# Exercise:
Quote the listing verbatim, starting with the line that contains "of the leafy" and continuing through the line that contains "column 689, row 661", both of those lines included.

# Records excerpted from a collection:
◇ ◇ ◇
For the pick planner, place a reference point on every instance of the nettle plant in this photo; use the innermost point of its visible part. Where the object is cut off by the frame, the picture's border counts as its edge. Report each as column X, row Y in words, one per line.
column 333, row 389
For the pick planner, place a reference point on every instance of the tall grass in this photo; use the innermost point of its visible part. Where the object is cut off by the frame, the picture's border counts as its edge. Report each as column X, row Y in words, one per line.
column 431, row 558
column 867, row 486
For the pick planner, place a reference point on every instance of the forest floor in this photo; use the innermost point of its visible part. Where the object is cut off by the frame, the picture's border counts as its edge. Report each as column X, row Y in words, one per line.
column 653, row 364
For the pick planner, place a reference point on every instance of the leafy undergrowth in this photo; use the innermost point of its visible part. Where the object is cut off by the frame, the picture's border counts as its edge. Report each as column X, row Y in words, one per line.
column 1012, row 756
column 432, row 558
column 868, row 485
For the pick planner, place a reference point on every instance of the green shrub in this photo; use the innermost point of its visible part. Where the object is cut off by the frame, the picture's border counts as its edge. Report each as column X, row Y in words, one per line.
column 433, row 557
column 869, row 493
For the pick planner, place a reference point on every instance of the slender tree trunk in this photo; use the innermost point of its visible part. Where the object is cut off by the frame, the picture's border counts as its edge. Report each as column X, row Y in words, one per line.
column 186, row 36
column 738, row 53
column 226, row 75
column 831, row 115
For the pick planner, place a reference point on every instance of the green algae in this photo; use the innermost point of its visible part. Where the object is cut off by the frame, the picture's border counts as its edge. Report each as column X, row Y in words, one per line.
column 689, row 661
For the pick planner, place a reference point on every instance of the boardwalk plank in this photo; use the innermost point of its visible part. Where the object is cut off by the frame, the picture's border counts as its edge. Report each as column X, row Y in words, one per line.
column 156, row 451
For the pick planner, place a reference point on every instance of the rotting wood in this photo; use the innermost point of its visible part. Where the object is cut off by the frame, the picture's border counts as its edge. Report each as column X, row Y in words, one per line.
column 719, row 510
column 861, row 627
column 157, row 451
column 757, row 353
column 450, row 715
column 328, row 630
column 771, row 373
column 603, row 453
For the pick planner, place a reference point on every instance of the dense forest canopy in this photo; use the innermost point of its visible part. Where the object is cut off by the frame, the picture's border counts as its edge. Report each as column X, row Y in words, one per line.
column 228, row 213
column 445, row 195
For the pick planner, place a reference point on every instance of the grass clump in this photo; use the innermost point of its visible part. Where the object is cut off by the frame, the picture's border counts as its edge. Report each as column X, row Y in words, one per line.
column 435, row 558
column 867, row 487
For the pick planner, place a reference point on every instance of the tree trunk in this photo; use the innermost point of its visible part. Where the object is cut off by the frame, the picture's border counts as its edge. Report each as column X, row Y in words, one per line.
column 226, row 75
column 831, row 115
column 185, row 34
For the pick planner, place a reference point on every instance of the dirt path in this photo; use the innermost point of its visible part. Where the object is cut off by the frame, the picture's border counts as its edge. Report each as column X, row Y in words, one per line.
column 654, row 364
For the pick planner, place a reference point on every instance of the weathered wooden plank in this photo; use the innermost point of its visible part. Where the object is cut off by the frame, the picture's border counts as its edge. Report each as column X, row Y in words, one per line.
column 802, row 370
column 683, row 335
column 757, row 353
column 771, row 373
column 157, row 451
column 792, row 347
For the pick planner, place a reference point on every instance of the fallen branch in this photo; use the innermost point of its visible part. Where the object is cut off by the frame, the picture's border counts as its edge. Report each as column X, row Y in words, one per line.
◇ ◇ ◇
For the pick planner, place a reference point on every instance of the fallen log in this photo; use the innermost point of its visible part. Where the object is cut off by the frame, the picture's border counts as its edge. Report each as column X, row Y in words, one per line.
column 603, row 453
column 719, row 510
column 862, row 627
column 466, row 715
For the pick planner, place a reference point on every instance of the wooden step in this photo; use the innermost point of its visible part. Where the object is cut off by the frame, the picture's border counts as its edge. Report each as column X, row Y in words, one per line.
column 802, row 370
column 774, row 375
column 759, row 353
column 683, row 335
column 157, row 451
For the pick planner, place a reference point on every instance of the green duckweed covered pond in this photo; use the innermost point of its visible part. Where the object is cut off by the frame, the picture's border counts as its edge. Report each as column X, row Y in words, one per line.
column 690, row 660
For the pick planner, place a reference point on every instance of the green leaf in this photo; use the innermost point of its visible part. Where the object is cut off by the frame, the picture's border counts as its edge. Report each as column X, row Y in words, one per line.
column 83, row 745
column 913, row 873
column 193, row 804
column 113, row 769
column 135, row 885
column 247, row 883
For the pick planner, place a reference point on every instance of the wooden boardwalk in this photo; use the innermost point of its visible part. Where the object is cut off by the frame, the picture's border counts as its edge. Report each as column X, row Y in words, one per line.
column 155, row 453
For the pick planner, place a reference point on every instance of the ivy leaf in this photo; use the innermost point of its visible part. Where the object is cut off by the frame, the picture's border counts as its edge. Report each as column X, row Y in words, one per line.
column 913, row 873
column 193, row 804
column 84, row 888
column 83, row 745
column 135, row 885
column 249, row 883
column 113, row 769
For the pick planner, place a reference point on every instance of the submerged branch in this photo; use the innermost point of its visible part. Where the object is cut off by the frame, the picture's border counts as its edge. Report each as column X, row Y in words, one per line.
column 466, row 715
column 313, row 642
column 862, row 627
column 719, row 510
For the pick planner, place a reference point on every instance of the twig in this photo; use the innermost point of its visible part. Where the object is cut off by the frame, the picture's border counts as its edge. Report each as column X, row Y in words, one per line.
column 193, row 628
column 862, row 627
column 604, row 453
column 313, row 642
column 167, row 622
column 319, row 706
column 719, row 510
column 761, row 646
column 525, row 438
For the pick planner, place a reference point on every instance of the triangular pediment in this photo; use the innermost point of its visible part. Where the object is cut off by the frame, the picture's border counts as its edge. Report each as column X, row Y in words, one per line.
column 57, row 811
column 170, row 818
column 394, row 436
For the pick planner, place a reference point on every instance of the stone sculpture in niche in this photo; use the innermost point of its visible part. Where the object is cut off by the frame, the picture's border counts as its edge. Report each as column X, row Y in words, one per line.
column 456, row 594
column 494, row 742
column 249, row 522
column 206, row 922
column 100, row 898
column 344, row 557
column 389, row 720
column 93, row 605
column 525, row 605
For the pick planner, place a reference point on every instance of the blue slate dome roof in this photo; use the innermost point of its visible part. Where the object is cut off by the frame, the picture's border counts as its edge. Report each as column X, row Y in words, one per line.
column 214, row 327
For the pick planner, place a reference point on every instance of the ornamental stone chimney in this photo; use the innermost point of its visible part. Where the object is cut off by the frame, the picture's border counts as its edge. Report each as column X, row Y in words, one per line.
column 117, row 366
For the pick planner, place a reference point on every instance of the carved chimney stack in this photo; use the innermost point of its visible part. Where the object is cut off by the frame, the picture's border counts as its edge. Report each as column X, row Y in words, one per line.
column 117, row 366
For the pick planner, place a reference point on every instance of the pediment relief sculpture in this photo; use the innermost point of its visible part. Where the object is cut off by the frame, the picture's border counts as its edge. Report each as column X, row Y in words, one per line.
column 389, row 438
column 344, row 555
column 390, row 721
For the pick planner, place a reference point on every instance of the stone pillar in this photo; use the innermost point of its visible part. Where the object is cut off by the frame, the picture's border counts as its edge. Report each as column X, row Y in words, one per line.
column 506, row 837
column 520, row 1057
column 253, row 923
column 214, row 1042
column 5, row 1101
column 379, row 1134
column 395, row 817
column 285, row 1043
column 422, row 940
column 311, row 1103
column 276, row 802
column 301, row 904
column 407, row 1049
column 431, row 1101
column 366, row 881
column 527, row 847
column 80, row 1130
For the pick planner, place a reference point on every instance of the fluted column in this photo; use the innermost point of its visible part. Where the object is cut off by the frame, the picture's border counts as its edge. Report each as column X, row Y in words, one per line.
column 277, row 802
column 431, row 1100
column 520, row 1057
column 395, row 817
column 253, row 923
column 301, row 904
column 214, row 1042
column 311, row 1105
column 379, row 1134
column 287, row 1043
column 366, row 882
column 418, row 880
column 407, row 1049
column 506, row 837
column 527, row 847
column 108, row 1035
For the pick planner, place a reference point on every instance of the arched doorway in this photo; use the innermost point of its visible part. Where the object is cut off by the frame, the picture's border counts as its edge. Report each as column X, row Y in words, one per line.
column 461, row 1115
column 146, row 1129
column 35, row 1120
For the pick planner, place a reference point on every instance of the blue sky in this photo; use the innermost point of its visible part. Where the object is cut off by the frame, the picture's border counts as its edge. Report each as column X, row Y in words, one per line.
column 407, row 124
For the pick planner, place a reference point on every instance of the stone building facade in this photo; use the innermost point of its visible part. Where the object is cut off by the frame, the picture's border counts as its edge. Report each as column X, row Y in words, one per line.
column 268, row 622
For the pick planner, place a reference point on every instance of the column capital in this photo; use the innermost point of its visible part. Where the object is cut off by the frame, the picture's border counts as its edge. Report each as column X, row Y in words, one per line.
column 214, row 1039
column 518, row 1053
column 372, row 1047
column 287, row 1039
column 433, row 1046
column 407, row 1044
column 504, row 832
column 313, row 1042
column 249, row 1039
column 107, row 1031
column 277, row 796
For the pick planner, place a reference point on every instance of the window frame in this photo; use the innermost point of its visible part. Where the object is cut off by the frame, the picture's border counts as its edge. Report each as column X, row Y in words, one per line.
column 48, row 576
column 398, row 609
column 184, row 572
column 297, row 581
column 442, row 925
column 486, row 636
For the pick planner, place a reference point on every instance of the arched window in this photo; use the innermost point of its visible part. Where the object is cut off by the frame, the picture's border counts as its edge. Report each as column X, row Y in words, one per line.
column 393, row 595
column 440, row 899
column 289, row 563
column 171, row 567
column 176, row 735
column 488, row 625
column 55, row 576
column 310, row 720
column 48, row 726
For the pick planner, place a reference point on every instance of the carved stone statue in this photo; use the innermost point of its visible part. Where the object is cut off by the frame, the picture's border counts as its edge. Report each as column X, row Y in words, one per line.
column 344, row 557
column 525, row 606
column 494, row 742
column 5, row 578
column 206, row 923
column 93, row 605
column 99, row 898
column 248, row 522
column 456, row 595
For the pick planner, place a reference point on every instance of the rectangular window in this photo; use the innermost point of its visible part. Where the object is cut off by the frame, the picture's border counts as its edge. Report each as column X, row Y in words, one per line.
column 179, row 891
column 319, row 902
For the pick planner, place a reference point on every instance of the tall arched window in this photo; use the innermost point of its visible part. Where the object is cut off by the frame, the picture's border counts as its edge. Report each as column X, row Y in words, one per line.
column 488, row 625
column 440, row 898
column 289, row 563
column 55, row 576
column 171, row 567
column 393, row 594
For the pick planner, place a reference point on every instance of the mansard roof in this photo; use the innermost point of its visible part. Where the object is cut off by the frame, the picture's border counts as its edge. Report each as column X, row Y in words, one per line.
◇ ◇ ◇
# Written response:
For the pick planner, place a reference point on every instance of the leafy undergrowth in this photo; use the innermost point of its visible part. Where the object is cut off by the frame, the picture's border counts as its edge. Report each as column X, row Y in words, one per line.
column 1012, row 756
column 432, row 558
column 868, row 485
For the pick planner, place a reference point on every instance of the green shrub in this photo; use the innermost point of its visible part. Where the object is cut off by the frame, the picture's border counts as its edge. Report each as column X, row Y in words, one per line.
column 433, row 557
column 869, row 493
For the pick planner, place a reference point on every instance of the slender tree trunk in this photo; use the innermost point of its visible part. Where the object is cut off by the frame, the picture's border counts as its edge. Report each as column X, row Y in words, one per line.
column 186, row 36
column 738, row 53
column 226, row 75
column 831, row 115
For the pick planner, place a reference point on every instance of the green algae in this photo; use the innermost point of its visible part. Where the object is cut off by the frame, the picture's border counts as its edge. Report each as column X, row Y in words, one per line.
column 689, row 661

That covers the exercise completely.